> TRECHO SELECIONADO
_____
Quando ainda nos anos 70 começaram as primeiras negociações entre sindicatos e empresas, os sindicalistas brasileiros não sabiam muito bem como era o processo. Uma das providências foi conhecer como se portavam os companheiros de montadora na Alemanha para ganhar experiência. Quem conta esse episódio é professor da Universidade Estadual de Campinas (UNICAMP) e colunista de MELHOR, que dirigiu o Departamento Intersindical de Estatísticas e Estudos Socioeconômicos (Dieese) de 1966 até 1990, nos anos de amadurecimento do sindicalismo brasileiro. "Para nossa surpresa, quando chegamos lá, os alemães estavam negociando casas mais baratas, porque muitos funcionários estavam indo embora por não conseguirem adquirir um imóvel na região".
O caso foi relatado durante a palestra Ações concretas para um novo contrato social, com a participação do deputado federal Vicente da Silva Paula (Vicentinho), Fernando Tadeu Perez, da FPerez consultoria e Walter Barelli. Perez, que tem no currículo 15 anos de RH em montadoras, falou da necessidade de se aprender a negociar. "Há corporativismos de todos os lados - governo, sindicatos e empresariado -, ninguém quer ceder e isso dificulta obter avanços", disse. Para ele, é uma grande frustração que, até o momento, o país, governado por um ex-sindicalista, ainda não tenha conseguido realizar uma reforma trabalhista.
_____
> MATERIAL APRESENTADO
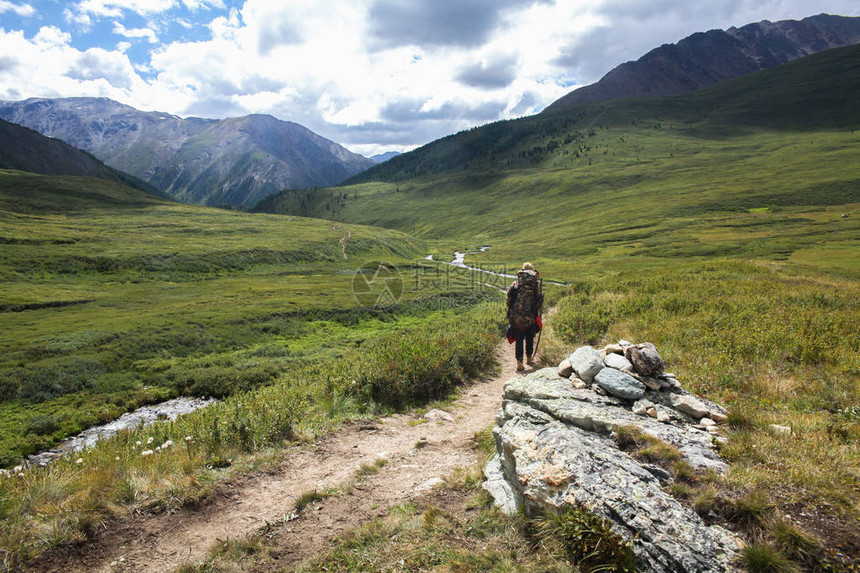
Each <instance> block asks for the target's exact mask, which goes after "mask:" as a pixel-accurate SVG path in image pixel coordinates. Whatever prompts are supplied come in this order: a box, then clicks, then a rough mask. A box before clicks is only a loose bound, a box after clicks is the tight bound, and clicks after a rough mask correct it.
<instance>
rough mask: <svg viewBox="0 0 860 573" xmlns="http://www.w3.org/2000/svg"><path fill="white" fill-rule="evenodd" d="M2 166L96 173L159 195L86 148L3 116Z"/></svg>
mask: <svg viewBox="0 0 860 573" xmlns="http://www.w3.org/2000/svg"><path fill="white" fill-rule="evenodd" d="M0 169H13V170H16V171H27V172H30V173H37V174H40V175H77V176H83V177H94V178H96V179H105V180H107V181H113V182H115V183H122V184H123V185H127V186H129V187H132V188H134V189H138V190H141V191H146V192H149V193H153V194H157V195H160V193H159V192H158V190H157V189H156V188H154V187H153V186H152V185H149V184H147V183H144V182H143V181H141V180H139V179H137V178H136V177H132V176H130V175H128V174H127V173H123V172H121V171H118V170H116V169H113V168H111V167H108V166H107V165H105V164H104V163H102V162H101V161H99V160H98V159H96V158H95V157H93V156H92V155H90V154H89V153H87V152H85V151H81V150H80V149H76V148H74V147H72V146H71V145H69V144H68V143H65V142H64V141H60V140H59V139H52V138H50V137H45V136H44V135H42V134H40V133H38V132H35V131H33V130H32V129H28V128H26V127H23V126H20V125H16V124H14V123H9V122H6V121H3V120H0Z"/></svg>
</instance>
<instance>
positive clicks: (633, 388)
mask: <svg viewBox="0 0 860 573" xmlns="http://www.w3.org/2000/svg"><path fill="white" fill-rule="evenodd" d="M594 382H595V383H596V384H597V385H598V386H600V387H601V388H603V389H604V390H606V392H607V393H609V394H612V395H613V396H617V397H618V398H623V399H625V400H638V399H639V398H641V397H642V396H643V395H644V394H645V385H644V384H642V382H640V381H639V380H637V379H636V378H634V377H633V376H630V375H629V374H625V373H624V372H620V371H618V370H615V369H613V368H604V369H603V370H601V371H600V372H598V373H597V376H596V377H595V378H594Z"/></svg>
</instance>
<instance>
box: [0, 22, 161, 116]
mask: <svg viewBox="0 0 860 573" xmlns="http://www.w3.org/2000/svg"><path fill="white" fill-rule="evenodd" d="M70 41H71V37H70V35H69V34H68V33H65V32H62V31H61V30H59V29H58V28H56V27H53V26H46V27H43V28H41V29H40V30H39V32H38V33H37V34H36V35H35V36H34V37H33V38H32V39H28V38H26V37H25V36H24V33H23V32H20V31H13V32H6V31H4V30H2V29H0V53H3V54H9V55H10V57H11V58H14V65H13V66H11V67H10V66H2V67H0V99H11V100H17V99H25V98H28V97H71V96H93V97H97V96H102V97H109V98H112V99H116V100H119V101H128V100H129V99H130V98H131V95H132V94H135V93H144V92H146V91H147V90H148V89H149V88H148V86H147V85H146V84H145V82H143V81H142V80H141V79H140V77H138V75H137V74H136V73H135V72H134V69H133V68H132V65H131V62H130V61H129V59H128V57H127V56H126V55H125V54H123V53H121V52H119V51H108V50H104V49H102V48H92V49H89V50H85V51H79V50H77V49H75V48H73V47H72V46H71V45H70ZM16 69H17V70H21V69H25V70H28V72H27V73H26V74H20V73H16Z"/></svg>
_____
> TAREFAS PROPOSTAS
[a] Transcreva, do texto sobre negociação trabalhista, o trecho entre "O caso foi relatado" e "uma reforma trabalhista.", inclusive.
[b] De acordo com o texto sobre negociação trabalhista, o que os alemães estavam negociando quando os sindicalistas brasileiros chegaram à Alemanha?
[c] Prossiga com o texto sobre negociação trabalhista a partir de sua última frase.
O material não é necessário para a realização de nenhuma das tarefas.

> RESPOSTAS DOS EXERCÍCIOS
[a]
O caso foi relatado durante a palestra Ações concretas para um novo contrato social, com a participação do deputado federal Vicente da Silva Paula (Vicentinho), Fernando Tadeu Perez, da FPerez consultoria e Walter Barelli. Perez, que tem no currículo 15 anos de RH em montadoras, falou da necessidade de se aprender a negociar. "Há corporativismos de todos os lados - governo, sindicatos e empresariado -, ninguém quer ceder e isso dificulta obter avanços", disse. Para ele, é uma grande frustração que, até o momento, o país, governado por um ex-sindicalista, ainda não tenha conseguido realizar uma reforma trabalhista.

[b] Casas mais baratas.

[c]
Na visão de Barelli, as relações trabalhistas devem ser orientadas por um conceito de trabalho decente, porque ainda existem milhares de casos de trabalho infantil, escravo e sem condições adequadas de segurança. "Em um novo contrato social precisamos ampliar a pauta para abordar o bem estar do trabalhador em vários aspectos, como por exemplo, melhor transporte público para encurtar o tempo de trajeto entra sua casa e o trabalho", enfatizou.
O deputado Vicentinho falou da importância de se realizar acordos onde todos ganhem e da importância das empresas aderirem às 40 horas semanais, projeto de sua autoria em trâmite no Congresso Nacional. "Muitas empresas já praticam essa jornada, mas não falam a respeito porque outras do segmento, mais conservadoras, podem criar conflitos nas associações patronais".
Vicentinho disse, ainda, que muito em breve haverá grandes modificações na legislação trabalhista, mas não adiantou mais informações. "Não é possível que em 2008, tenham sido contratados 16 milhões de trabalhadores e demitidos 15 milhões. As empresas têm terceirizado até a alma e esse é dos motivos da alta rotatividade na contratação", conclui o deputado.